## Task A
Render this sentence from the article on hardening Windows servers in Spanish: "Security is a constant effort; the only thing guaranteed is that you won't be 100% secure 100% of the time."
## Task B
Pick up the article on hardening Windows servers after its last sentence and add one more paragraph.

Implementing Security, Part I: Hardening your Windows Servers
Setting Proper Expectations
This article gives you a starting point for building a secure Internet connection. General security could easily cover an entire book. Specific topics in security, such as Public Key Infrastructure (PKI), IP Security for IPv4 and IPv6 (IPSec), Virtual Private Networks (VPNs), or a specific vendor's firewall implementation could all be (and indeed are) volumes all their own.
The goal here is to provide the absolute basics necessary to secure your Internet connection. Additional reading will be required, depending on the equipment you purchase and the infrastructure you build. Additional effort on your part will be required. Security is a constant effort; the only thing guaranteed is that you won't be 100% secure 100% of the time.

Stored entries:
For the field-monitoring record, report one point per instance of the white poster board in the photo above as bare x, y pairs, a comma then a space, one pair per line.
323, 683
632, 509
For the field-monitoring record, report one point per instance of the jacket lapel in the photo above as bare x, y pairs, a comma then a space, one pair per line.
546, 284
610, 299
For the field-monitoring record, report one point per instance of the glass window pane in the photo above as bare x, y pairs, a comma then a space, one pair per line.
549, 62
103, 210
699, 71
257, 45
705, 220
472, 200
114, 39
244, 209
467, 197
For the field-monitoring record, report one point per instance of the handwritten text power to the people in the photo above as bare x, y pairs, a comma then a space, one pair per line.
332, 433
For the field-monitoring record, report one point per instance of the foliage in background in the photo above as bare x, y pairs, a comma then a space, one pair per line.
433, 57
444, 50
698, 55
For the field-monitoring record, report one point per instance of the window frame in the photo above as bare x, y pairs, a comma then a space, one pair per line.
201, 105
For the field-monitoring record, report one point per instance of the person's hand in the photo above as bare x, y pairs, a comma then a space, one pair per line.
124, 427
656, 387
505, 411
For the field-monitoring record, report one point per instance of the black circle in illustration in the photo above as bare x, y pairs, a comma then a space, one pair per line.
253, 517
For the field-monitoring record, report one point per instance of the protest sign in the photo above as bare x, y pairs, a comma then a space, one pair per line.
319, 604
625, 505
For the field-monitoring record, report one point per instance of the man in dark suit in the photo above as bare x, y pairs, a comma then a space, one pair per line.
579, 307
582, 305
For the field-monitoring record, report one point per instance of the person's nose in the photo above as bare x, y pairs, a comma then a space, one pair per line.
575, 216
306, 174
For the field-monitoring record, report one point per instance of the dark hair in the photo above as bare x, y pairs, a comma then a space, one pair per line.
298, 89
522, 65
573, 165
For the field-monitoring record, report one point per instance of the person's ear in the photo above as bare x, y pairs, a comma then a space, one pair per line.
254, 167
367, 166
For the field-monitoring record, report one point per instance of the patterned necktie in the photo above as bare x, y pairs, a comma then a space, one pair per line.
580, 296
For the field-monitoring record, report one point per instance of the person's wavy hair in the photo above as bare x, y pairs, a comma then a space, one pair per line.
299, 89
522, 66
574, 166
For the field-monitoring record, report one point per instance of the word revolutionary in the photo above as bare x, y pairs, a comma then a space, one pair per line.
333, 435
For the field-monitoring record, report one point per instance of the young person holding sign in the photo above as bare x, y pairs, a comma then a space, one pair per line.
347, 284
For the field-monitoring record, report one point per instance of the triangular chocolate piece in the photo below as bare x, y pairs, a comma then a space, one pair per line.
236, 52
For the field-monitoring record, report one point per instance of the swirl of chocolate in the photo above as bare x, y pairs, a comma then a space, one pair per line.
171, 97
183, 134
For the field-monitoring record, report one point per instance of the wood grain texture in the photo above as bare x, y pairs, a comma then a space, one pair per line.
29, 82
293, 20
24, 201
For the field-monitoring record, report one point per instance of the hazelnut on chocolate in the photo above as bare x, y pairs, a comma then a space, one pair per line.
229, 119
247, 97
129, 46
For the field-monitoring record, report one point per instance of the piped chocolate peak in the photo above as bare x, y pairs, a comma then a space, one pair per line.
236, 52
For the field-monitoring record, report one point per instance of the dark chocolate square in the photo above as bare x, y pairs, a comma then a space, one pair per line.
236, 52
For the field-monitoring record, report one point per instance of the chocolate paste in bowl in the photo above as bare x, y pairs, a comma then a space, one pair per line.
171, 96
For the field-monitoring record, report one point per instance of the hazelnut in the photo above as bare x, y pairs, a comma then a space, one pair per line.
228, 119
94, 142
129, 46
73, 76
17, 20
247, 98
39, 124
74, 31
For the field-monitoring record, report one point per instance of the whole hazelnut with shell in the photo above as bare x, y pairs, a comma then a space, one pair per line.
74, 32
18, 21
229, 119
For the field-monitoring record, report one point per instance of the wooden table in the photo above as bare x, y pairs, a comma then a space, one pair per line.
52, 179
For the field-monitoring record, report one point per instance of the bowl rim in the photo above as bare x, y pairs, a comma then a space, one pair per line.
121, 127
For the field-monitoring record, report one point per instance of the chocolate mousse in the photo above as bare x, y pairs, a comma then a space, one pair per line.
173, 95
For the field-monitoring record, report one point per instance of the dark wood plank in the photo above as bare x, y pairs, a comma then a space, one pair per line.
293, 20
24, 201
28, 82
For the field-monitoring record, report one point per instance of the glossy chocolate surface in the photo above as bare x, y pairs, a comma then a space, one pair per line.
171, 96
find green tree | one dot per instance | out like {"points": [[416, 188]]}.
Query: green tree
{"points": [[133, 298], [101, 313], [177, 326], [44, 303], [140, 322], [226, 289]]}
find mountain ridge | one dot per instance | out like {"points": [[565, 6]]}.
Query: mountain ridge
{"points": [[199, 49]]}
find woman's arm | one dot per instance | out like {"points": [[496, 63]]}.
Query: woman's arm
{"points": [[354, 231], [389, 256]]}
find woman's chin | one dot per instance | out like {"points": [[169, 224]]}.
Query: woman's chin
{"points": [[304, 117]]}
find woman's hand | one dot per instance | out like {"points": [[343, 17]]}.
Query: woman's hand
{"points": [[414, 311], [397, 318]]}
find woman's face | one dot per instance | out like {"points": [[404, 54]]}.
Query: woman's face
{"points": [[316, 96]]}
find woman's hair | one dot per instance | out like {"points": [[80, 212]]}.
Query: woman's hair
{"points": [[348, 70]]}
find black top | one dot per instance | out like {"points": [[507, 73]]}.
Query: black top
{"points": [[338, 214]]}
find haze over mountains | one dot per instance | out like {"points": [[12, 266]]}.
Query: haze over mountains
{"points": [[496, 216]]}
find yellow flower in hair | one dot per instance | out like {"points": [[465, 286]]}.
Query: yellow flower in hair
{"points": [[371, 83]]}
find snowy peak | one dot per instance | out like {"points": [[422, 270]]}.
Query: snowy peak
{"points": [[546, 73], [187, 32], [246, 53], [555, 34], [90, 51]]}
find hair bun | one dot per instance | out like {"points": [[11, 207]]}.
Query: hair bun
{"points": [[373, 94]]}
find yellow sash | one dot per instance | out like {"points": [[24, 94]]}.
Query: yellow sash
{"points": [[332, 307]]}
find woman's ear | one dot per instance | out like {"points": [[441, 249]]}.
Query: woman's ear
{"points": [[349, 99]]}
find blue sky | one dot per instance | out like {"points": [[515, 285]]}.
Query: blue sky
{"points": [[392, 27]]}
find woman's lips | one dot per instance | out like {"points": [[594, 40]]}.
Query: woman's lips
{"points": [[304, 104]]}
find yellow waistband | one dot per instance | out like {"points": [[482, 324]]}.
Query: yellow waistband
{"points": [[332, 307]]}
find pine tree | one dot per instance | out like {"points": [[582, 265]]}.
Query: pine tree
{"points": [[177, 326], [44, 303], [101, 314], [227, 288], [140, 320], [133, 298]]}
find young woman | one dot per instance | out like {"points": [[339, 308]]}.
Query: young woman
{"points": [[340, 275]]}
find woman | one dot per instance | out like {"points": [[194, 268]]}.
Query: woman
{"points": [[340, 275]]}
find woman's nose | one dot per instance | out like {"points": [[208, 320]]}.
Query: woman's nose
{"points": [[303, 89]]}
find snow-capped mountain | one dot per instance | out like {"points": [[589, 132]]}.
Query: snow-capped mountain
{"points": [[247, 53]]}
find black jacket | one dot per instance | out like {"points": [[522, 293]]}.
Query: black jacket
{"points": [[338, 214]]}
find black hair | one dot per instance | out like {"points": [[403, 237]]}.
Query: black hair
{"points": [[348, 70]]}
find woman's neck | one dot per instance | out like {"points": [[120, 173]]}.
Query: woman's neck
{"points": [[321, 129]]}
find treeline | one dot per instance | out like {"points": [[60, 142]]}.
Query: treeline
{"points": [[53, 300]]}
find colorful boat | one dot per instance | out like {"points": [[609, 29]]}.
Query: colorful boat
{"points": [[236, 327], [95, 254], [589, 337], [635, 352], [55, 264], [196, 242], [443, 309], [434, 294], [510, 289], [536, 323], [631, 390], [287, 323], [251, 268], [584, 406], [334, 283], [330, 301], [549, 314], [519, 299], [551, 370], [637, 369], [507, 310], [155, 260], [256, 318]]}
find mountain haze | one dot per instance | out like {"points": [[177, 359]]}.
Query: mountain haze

## Written answer A
La seguridad es un esfuerzo constante; lo único garantizado es que no estarás 100 % seguro el 100 % del tiempo.

## Written answer B
You will need to spend some time with your internal security policies. You'll be using resources such as my earlier article, "Assessing Your Security Needs," and RFC 2196: "The Site Security Handbook." You should now have a good handle on the threat model as well as an idea of what you're protecting and whom you are protecting it from. Properly defining your threat model and internal security policies gives you a framework within which you can begin to build and maintain your organization's integrity.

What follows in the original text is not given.